→ Records for this task

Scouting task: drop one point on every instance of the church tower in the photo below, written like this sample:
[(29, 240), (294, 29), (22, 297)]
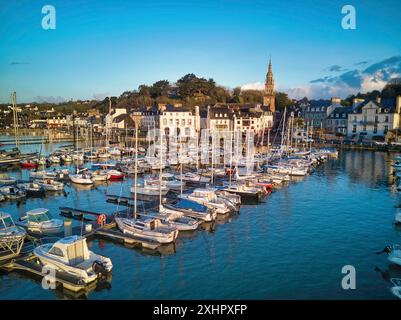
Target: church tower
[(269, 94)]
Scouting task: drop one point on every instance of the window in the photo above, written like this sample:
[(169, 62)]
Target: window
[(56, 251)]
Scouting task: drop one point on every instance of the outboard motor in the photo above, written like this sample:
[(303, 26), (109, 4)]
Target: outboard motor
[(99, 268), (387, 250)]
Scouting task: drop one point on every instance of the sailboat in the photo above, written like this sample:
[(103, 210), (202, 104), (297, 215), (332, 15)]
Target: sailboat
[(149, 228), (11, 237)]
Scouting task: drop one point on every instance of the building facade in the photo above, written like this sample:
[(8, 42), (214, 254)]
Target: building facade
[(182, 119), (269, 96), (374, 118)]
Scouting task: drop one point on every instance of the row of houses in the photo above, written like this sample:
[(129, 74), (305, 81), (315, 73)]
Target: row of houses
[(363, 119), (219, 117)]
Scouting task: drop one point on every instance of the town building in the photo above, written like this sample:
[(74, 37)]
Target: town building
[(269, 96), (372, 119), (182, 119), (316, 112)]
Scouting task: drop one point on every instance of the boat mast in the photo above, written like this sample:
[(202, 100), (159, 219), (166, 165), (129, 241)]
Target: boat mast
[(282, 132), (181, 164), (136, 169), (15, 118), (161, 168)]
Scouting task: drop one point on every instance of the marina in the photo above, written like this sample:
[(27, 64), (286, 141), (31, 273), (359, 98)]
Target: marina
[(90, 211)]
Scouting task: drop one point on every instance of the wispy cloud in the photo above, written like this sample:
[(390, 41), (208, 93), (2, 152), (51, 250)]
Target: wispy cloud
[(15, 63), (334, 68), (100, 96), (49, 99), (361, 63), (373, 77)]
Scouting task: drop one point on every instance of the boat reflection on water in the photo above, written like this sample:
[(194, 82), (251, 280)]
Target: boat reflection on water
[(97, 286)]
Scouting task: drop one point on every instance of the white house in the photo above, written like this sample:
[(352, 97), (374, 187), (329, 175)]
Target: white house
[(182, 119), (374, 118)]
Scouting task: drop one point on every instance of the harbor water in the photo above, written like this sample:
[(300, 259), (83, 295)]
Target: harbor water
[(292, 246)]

---

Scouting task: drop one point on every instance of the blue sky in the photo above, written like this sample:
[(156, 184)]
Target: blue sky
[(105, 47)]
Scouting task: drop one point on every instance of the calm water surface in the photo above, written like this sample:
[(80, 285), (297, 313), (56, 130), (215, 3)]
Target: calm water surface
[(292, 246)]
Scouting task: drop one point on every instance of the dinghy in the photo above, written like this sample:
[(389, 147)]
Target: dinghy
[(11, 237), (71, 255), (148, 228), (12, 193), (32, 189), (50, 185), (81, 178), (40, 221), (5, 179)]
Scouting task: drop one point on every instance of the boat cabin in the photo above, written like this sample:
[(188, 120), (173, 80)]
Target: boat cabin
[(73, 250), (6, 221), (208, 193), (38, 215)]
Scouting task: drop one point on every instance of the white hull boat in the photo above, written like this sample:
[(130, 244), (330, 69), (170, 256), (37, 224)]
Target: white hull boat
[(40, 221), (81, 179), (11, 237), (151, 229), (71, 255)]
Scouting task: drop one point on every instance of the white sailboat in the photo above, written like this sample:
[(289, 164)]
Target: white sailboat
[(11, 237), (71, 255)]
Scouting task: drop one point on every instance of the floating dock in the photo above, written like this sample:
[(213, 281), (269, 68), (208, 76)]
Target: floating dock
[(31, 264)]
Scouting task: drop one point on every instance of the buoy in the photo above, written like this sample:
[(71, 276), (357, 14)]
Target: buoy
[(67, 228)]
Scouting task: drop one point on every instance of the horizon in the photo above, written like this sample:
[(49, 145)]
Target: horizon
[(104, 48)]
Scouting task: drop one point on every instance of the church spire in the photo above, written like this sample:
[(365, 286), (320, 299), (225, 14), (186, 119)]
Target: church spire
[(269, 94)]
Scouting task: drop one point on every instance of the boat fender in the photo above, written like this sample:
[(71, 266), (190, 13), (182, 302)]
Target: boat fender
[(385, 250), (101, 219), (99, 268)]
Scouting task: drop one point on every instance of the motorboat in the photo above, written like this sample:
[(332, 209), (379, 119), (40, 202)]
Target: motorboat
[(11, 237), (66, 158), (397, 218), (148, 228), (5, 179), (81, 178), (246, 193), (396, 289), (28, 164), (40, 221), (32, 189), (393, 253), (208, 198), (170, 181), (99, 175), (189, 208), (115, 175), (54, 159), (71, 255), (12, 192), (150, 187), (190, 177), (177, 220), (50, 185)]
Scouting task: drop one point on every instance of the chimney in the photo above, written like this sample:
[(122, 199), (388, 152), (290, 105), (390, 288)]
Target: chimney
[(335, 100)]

* * *

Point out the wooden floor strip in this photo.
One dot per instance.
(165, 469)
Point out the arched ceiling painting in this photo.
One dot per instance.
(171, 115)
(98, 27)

→ Your task
Identify each line of the data above that contains the word "houses" and copy those lines out in full.

→ The response
Scouting task: drop one point on every instance of the row of houses in the photo above, written like this sample:
Target: row of houses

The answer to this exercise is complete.